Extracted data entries
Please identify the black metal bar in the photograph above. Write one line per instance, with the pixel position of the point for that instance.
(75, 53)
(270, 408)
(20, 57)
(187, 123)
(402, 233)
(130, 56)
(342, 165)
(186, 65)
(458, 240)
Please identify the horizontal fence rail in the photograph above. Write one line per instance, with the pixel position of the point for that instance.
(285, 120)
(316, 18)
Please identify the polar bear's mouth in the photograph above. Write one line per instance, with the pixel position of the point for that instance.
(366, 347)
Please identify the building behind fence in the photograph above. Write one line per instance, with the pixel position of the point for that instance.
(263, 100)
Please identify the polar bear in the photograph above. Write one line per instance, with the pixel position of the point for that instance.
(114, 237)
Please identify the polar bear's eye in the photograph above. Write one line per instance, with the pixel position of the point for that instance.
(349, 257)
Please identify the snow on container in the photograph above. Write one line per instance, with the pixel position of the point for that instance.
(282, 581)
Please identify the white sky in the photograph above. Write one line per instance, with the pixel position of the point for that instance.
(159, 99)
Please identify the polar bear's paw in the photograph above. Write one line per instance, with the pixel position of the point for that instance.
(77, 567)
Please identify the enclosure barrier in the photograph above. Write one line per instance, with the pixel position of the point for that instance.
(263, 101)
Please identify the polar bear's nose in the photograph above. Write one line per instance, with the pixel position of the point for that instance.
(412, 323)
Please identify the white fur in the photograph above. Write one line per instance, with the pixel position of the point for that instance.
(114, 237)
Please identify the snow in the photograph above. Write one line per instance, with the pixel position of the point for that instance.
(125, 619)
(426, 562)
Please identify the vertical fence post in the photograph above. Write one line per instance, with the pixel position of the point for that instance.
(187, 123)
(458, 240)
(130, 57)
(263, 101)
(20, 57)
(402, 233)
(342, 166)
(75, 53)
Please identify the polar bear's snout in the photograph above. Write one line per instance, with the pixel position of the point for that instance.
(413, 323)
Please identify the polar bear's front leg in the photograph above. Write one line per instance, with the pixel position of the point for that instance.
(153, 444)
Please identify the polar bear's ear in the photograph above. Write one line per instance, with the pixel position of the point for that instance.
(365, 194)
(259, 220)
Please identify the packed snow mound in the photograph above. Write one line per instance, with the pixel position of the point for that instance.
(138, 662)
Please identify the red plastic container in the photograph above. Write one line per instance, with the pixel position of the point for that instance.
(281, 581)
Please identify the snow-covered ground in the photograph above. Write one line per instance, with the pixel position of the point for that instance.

* **GIVEN INSTRUCTION**
Render every line of the records above as a Markdown table with the columns "Row" and "Line," numbering each row and leaving out blank lines.

* **ANSWER TO THE PROBLEM**
| Row | Line |
|---|---|
| 1 | Please identify the black metal bar in the photograph above. Write one line per instance, with the pixel position of the point for that instance. |
| 2 | (75, 53) |
| 3 | (270, 408) |
| 4 | (20, 57) |
| 5 | (187, 123) |
| 6 | (402, 233) |
| 7 | (130, 56) |
| 8 | (342, 165) |
| 9 | (186, 65) |
| 10 | (458, 240) |
| 11 | Please identify the horizontal fence rail in the photograph above. Write one line per instance, with the pixel position of the point for that instance. |
| 12 | (285, 120) |
| 13 | (316, 18) |
| 14 | Please identify the polar bear's mouth in the photograph above. Write one line per instance, with the pixel position of the point for that instance. |
| 15 | (366, 347) |
| 16 | Please identify the building behind fence in the photograph above. Write one line per instance, with the pixel position of the point for that instance. |
| 17 | (263, 100) |
| 18 | Please identify the polar bear in the photograph above. Write one line per instance, with the pixel position of the point for that instance. |
| 19 | (114, 237) |
| 20 | Please identify the polar bear's eye in the photograph above. Write one line per instance, with the pixel position of the point for that instance. |
| 21 | (349, 257) |
| 22 | Please identify the snow on container in the photograph above. Write one line per instance, with the pixel position of the point for that instance. |
| 23 | (282, 581) |
| 24 | Please identify the white sky in the photograph above. Write one line per instance, with the pixel position of the point for that instance. |
| 25 | (159, 99) |
| 26 | Please identify the polar bear's paw in the photograph above. Write one line per instance, with the pixel position of the point for that instance. |
| 27 | (77, 567) |
| 28 | Please identify the enclosure barrier in the photograph above. Write one line per instance, with the pixel position of the point for that instance. |
| 29 | (263, 101) |
| 30 | Please identify the polar bear's nose in the photograph above. Write one line per instance, with the pixel position of the point for that instance. |
| 31 | (412, 323) |
| 32 | Please identify the white fur in the photograph above. Write one line per instance, with the pixel position of the point for that instance. |
| 33 | (114, 237) |
| 34 | Please identify the snow in the photograph above. Write one line per instance, with the pixel position of the point for that instance. |
| 35 | (125, 619) |
| 36 | (426, 562) |
| 37 | Please identify the vertical fence post in the photograph above. Write one line per instance, with the pixel position of the point for that instance. |
| 38 | (187, 123) |
| 39 | (458, 240) |
| 40 | (130, 57) |
| 41 | (263, 101) |
| 42 | (20, 57) |
| 43 | (402, 233) |
| 44 | (342, 166) |
| 45 | (75, 53) |
| 46 | Please identify the polar bear's snout in the photograph above. Write one line per instance, with the pixel position of the point for that instance. |
| 47 | (413, 323) |
| 48 | Please identify the polar bear's front leg in the photograph above. Write one line per instance, with the pixel position of the point for that instance. |
| 49 | (153, 444) |
| 50 | Please identify the polar bear's ear in the photograph above. Write one line per instance, with the pixel position of the point for that instance. |
| 51 | (365, 194) |
| 52 | (259, 220) |
| 53 | Please identify the packed snow mound in the photograph above. Write one line per instance, with the pixel position of the point for that instance. |
| 54 | (138, 662) |
| 55 | Please identify the red plastic container in the photograph above. Write one line per instance, with the pixel position of the point for that instance. |
| 56 | (281, 581) |
| 57 | Please identify the snow-covered ground in the photograph above. Write one line per instance, with the pixel position of the point for that instance. |